(Stored records)

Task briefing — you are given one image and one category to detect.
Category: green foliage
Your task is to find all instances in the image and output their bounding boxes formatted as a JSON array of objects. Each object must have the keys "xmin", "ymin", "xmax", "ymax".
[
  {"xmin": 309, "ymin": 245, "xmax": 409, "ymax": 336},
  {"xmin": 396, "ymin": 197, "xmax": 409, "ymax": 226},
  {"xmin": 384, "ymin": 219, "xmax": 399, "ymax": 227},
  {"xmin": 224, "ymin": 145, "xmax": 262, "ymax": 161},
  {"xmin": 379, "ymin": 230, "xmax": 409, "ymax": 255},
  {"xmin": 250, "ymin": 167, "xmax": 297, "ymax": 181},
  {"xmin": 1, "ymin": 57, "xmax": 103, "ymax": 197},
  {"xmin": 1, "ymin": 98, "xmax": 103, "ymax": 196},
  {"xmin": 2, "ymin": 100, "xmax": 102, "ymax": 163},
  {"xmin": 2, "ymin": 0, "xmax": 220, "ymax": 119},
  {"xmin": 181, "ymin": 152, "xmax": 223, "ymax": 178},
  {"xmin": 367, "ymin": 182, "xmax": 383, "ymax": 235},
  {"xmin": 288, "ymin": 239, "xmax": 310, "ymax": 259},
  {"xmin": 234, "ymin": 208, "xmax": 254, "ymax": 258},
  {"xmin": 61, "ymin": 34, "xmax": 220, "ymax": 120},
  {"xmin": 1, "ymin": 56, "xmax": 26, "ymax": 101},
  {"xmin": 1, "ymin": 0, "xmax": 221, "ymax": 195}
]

WHAT YOU SHOULD DO: Find the line containing "Category: green foliage", then output it and every line after it to the end of the data, exactly.

EXERCISE SOLUTION:
Category: green foliage
Your task is to find all instances in the image and output their bounding boxes formatted as a JSON array of objects. Each object must have the keys "xmin", "ymin", "xmax", "ymax".
[
  {"xmin": 309, "ymin": 245, "xmax": 409, "ymax": 336},
  {"xmin": 396, "ymin": 197, "xmax": 409, "ymax": 226},
  {"xmin": 384, "ymin": 219, "xmax": 399, "ymax": 227},
  {"xmin": 224, "ymin": 145, "xmax": 262, "ymax": 161},
  {"xmin": 379, "ymin": 230, "xmax": 409, "ymax": 255},
  {"xmin": 250, "ymin": 167, "xmax": 297, "ymax": 181},
  {"xmin": 1, "ymin": 57, "xmax": 103, "ymax": 197},
  {"xmin": 1, "ymin": 98, "xmax": 103, "ymax": 196},
  {"xmin": 2, "ymin": 100, "xmax": 102, "ymax": 163},
  {"xmin": 2, "ymin": 0, "xmax": 220, "ymax": 119},
  {"xmin": 181, "ymin": 152, "xmax": 223, "ymax": 178},
  {"xmin": 367, "ymin": 182, "xmax": 383, "ymax": 235},
  {"xmin": 288, "ymin": 239, "xmax": 310, "ymax": 259},
  {"xmin": 234, "ymin": 208, "xmax": 254, "ymax": 258},
  {"xmin": 61, "ymin": 34, "xmax": 220, "ymax": 120},
  {"xmin": 1, "ymin": 56, "xmax": 26, "ymax": 101},
  {"xmin": 1, "ymin": 0, "xmax": 221, "ymax": 195}
]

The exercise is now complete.